> **What is needed**
Copy every entry below verbatim, with no changes.

— start —

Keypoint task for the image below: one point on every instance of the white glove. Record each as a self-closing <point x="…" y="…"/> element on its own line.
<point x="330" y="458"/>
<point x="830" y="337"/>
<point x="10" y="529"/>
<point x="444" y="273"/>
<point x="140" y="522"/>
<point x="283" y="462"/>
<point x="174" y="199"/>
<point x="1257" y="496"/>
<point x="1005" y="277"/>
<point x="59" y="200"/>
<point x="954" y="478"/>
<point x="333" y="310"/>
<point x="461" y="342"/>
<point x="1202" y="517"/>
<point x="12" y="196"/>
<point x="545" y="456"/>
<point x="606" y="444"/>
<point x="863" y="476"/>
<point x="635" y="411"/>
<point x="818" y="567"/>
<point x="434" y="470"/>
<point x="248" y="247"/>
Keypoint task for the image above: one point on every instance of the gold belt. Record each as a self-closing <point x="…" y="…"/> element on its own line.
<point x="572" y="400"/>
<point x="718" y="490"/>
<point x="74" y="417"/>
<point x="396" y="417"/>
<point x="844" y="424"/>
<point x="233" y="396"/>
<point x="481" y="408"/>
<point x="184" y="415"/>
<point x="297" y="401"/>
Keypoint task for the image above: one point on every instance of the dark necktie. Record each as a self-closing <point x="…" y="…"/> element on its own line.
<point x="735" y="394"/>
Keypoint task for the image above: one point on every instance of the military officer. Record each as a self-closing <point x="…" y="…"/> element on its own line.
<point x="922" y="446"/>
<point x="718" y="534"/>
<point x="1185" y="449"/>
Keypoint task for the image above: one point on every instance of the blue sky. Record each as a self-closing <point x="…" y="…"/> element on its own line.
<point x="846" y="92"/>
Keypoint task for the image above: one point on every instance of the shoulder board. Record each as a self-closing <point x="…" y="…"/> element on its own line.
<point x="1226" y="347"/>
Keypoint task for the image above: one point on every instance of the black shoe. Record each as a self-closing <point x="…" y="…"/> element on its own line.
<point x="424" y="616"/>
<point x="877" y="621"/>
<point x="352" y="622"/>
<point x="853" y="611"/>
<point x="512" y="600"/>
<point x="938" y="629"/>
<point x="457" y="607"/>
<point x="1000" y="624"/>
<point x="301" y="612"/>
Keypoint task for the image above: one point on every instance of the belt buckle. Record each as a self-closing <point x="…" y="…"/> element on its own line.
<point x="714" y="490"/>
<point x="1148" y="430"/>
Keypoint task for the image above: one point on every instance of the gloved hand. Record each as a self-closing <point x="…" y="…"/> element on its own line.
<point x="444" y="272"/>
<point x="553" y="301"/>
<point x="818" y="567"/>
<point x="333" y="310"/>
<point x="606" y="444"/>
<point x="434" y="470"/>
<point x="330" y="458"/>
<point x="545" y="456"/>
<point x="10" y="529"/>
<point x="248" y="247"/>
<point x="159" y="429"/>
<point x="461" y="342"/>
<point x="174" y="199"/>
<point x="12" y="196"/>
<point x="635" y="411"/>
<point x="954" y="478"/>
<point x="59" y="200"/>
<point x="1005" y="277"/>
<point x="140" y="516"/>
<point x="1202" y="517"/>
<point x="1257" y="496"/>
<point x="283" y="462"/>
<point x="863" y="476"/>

— end —

> **Finished answer**
Keypoint task for the image below: one point on every instance of the white glove. Record each as a self-closing <point x="…" y="…"/> element on its own line.
<point x="330" y="458"/>
<point x="830" y="337"/>
<point x="10" y="529"/>
<point x="444" y="273"/>
<point x="140" y="522"/>
<point x="283" y="462"/>
<point x="174" y="199"/>
<point x="1257" y="496"/>
<point x="1005" y="277"/>
<point x="59" y="200"/>
<point x="954" y="478"/>
<point x="333" y="310"/>
<point x="461" y="342"/>
<point x="1202" y="517"/>
<point x="12" y="196"/>
<point x="545" y="456"/>
<point x="606" y="444"/>
<point x="863" y="476"/>
<point x="635" y="411"/>
<point x="818" y="567"/>
<point x="434" y="470"/>
<point x="248" y="247"/>
Keypoint task for the image above: one point on every instance of the gold belt. Record each as a self-closing <point x="…" y="…"/> element on its own line.
<point x="572" y="400"/>
<point x="718" y="490"/>
<point x="74" y="417"/>
<point x="396" y="417"/>
<point x="844" y="424"/>
<point x="233" y="396"/>
<point x="481" y="408"/>
<point x="184" y="415"/>
<point x="297" y="401"/>
Keypoint task for the image above: one point on every instance of the dark necktie. Record each as a self-closing <point x="…" y="…"/> element on its own line.
<point x="735" y="394"/>
Keypoint task for the image above: one point on every instance of the military officer. Record each as a self-closing <point x="…" y="…"/> element on its own line.
<point x="922" y="446"/>
<point x="718" y="534"/>
<point x="1185" y="449"/>
Keypoint task for the image above: one point on every instance of the blue sky. Record each as a self-closing <point x="…" y="…"/> element on its own line.
<point x="846" y="92"/>
Keypoint task for the image above: one point on every instance of the shoulder board. Record each as a self-closing <point x="…" y="…"/> element on its own line.
<point x="1226" y="347"/>
Keypoint task for the image above: one point on every instance of the black shoe. Record each as a self-closing <point x="…" y="…"/> element on its own line.
<point x="424" y="616"/>
<point x="877" y="621"/>
<point x="352" y="622"/>
<point x="853" y="611"/>
<point x="512" y="600"/>
<point x="938" y="629"/>
<point x="457" y="607"/>
<point x="1000" y="624"/>
<point x="301" y="612"/>
Keypoint task for the image above: one point on every instance of the belt buckle. Record each as a self-closing <point x="…" y="…"/> element on its own line.
<point x="714" y="490"/>
<point x="1148" y="430"/>
Keypoint task for the image above: one point on every instance of the gloved hand. Record each as a self-closing <point x="…" y="…"/> element on its own line.
<point x="444" y="272"/>
<point x="553" y="301"/>
<point x="818" y="567"/>
<point x="333" y="310"/>
<point x="606" y="444"/>
<point x="434" y="470"/>
<point x="330" y="458"/>
<point x="545" y="456"/>
<point x="10" y="529"/>
<point x="248" y="247"/>
<point x="159" y="429"/>
<point x="461" y="342"/>
<point x="174" y="199"/>
<point x="12" y="196"/>
<point x="635" y="411"/>
<point x="954" y="478"/>
<point x="59" y="200"/>
<point x="1005" y="277"/>
<point x="140" y="516"/>
<point x="1202" y="517"/>
<point x="1257" y="496"/>
<point x="283" y="462"/>
<point x="863" y="476"/>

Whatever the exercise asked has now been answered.